Required action
Nothing in the records should change; write them all out exactly.

(Stored data entries)

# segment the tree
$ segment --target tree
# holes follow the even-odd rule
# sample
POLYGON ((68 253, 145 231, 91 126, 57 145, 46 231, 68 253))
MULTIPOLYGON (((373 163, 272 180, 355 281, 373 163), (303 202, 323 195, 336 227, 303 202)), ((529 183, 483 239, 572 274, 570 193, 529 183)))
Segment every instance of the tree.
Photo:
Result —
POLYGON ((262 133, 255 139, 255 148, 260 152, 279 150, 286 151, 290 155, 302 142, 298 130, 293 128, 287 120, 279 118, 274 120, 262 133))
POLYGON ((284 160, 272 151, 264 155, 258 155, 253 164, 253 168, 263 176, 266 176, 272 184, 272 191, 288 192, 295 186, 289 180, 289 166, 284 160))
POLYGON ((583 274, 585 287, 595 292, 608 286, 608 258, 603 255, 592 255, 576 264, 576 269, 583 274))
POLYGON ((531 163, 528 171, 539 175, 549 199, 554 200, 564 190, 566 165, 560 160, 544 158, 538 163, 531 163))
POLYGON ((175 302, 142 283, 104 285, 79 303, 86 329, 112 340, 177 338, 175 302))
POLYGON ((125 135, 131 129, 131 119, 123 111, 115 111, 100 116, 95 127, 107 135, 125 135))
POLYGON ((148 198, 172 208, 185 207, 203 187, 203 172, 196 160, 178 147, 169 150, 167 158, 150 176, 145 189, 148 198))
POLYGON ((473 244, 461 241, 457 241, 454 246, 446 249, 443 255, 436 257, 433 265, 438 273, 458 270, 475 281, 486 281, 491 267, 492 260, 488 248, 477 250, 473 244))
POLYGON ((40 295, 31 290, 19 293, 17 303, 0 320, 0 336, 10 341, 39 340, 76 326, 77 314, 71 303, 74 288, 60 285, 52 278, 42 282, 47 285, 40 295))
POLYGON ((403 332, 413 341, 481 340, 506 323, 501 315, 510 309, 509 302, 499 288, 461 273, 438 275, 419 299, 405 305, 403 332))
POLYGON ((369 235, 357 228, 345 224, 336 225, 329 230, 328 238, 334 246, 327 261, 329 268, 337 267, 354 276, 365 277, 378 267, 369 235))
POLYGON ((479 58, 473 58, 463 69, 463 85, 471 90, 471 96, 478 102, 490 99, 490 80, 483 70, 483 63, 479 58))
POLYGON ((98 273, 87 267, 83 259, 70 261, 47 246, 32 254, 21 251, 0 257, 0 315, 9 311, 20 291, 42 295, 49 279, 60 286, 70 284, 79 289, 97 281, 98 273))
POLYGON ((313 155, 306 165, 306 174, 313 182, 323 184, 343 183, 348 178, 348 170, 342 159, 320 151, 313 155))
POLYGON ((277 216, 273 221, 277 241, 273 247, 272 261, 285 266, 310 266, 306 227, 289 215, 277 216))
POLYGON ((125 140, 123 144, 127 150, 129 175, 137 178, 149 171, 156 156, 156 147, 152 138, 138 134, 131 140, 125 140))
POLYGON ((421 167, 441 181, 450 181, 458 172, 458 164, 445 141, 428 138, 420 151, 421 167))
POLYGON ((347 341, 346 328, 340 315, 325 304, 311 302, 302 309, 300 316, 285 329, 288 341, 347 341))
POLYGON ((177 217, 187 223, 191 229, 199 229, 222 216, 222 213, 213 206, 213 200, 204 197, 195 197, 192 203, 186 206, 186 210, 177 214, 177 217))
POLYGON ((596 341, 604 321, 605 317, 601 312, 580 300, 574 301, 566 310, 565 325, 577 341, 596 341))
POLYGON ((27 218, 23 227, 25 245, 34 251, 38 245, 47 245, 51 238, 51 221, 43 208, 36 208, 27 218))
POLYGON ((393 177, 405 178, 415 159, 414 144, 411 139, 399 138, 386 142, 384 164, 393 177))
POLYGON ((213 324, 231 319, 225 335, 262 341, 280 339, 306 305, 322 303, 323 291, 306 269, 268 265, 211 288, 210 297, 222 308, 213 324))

Expected output
# segment the tree
$ segment --target tree
# holes follow the even-odd rule
# sample
POLYGON ((68 253, 145 231, 91 126, 57 145, 46 231, 68 253))
MULTIPOLYGON (((373 163, 272 180, 355 281, 373 163), (303 202, 323 195, 336 227, 303 202)), ((529 183, 483 239, 572 274, 570 193, 529 183)))
Segment every instance of the tree.
Photo:
Result —
POLYGON ((262 133, 255 139, 255 148, 260 152, 279 150, 286 151, 290 155, 302 142, 298 130, 293 128, 287 120, 279 118, 274 120, 262 133))
POLYGON ((284 160, 272 151, 264 155, 258 155, 253 164, 253 168, 263 176, 266 176, 272 184, 272 191, 288 192, 295 186, 289 180, 289 166, 284 160))
POLYGON ((583 274, 585 287, 595 292, 608 286, 608 258, 603 255, 592 255, 576 264, 576 269, 583 274))
POLYGON ((531 163, 528 171, 539 175, 549 199, 554 200, 564 190, 566 165, 560 160, 544 158, 538 163, 531 163))
POLYGON ((175 302, 142 283, 104 285, 79 303, 86 329, 112 340, 177 338, 175 302))
POLYGON ((125 135, 131 129, 131 119, 123 111, 115 111, 100 116, 95 127, 107 135, 125 135))
POLYGON ((148 198, 172 208, 185 207, 203 187, 203 172, 196 160, 178 147, 169 150, 167 158, 150 176, 145 189, 148 198))
POLYGON ((473 244, 461 241, 457 241, 454 246, 446 249, 443 255, 436 257, 433 265, 438 273, 458 270, 475 281, 486 281, 491 267, 492 260, 488 248, 477 250, 473 244))
POLYGON ((40 295, 31 290, 19 293, 17 303, 0 320, 0 336, 10 341, 39 340, 76 326, 77 314, 71 303, 74 288, 60 285, 52 278, 42 282, 47 285, 40 295))
POLYGON ((403 332, 413 341, 481 340, 506 323, 501 315, 510 309, 509 302, 499 288, 461 273, 438 275, 419 299, 405 305, 403 332))
POLYGON ((369 235, 357 228, 345 224, 336 225, 329 230, 328 238, 334 246, 327 261, 329 268, 337 267, 354 276, 365 277, 378 267, 369 235))
POLYGON ((479 58, 473 58, 463 69, 463 85, 471 90, 471 96, 478 102, 490 99, 490 80, 483 70, 483 63, 479 58))
POLYGON ((98 273, 87 267, 83 259, 70 261, 47 246, 32 254, 21 251, 0 257, 0 315, 9 311, 20 291, 42 295, 49 279, 60 286, 70 284, 79 289, 97 281, 98 273))
POLYGON ((313 155, 306 165, 306 174, 313 182, 323 184, 343 183, 348 178, 348 170, 342 159, 320 151, 313 155))
POLYGON ((277 216, 273 221, 277 241, 273 247, 272 261, 285 266, 310 266, 306 227, 289 215, 277 216))
POLYGON ((125 140, 123 144, 127 150, 129 175, 137 178, 149 171, 156 156, 156 147, 152 138, 138 134, 131 140, 125 140))
POLYGON ((421 167, 441 181, 450 181, 458 172, 458 164, 445 141, 428 138, 420 151, 421 167))
POLYGON ((347 341, 346 328, 340 315, 325 304, 311 302, 302 309, 300 316, 285 329, 288 341, 347 341))
POLYGON ((177 217, 187 223, 191 229, 199 229, 222 216, 222 213, 213 206, 213 200, 204 197, 195 197, 192 203, 186 206, 186 210, 177 214, 177 217))
POLYGON ((596 341, 604 321, 605 317, 601 312, 580 300, 574 301, 566 310, 565 325, 577 341, 596 341))
POLYGON ((27 218, 23 227, 25 245, 34 251, 38 245, 47 245, 51 238, 51 221, 43 208, 36 208, 27 218))
POLYGON ((393 177, 405 178, 415 159, 414 144, 411 139, 399 138, 386 142, 384 164, 393 177))
POLYGON ((213 324, 231 319, 225 335, 262 341, 280 339, 306 305, 322 303, 323 291, 306 269, 268 265, 211 288, 210 297, 222 308, 213 324))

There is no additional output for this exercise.